Repeat all of the material below unchanged, except swap every "pin" for "marker".

Given information:
* * * * * * *

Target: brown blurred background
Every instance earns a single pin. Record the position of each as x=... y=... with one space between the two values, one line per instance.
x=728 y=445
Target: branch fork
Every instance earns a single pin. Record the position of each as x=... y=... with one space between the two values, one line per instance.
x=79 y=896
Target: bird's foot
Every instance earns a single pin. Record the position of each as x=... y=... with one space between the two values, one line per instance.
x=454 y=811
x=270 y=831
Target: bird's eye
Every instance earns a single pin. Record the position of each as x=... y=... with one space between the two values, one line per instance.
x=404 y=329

* * * * * * *

Output of the exercise:
Target: brown blurred background
Every instance earns a single marker. Record the position of each as x=... y=... with one space between the two values, one line per instance.
x=728 y=445
Target: branch fork
Every instance earns a single marker. Record the position of each as x=... y=... with one space between the two values, one line per instance.
x=79 y=896
Target: bird's foot
Every instance earns a single marker. Record the position of each as x=... y=... with one space between the two values, one line per instance.
x=454 y=811
x=270 y=831
Target: bird's eye
Every instance earns a single marker. Record the position of each as x=... y=... with one space between the two values, one line per instance.
x=404 y=329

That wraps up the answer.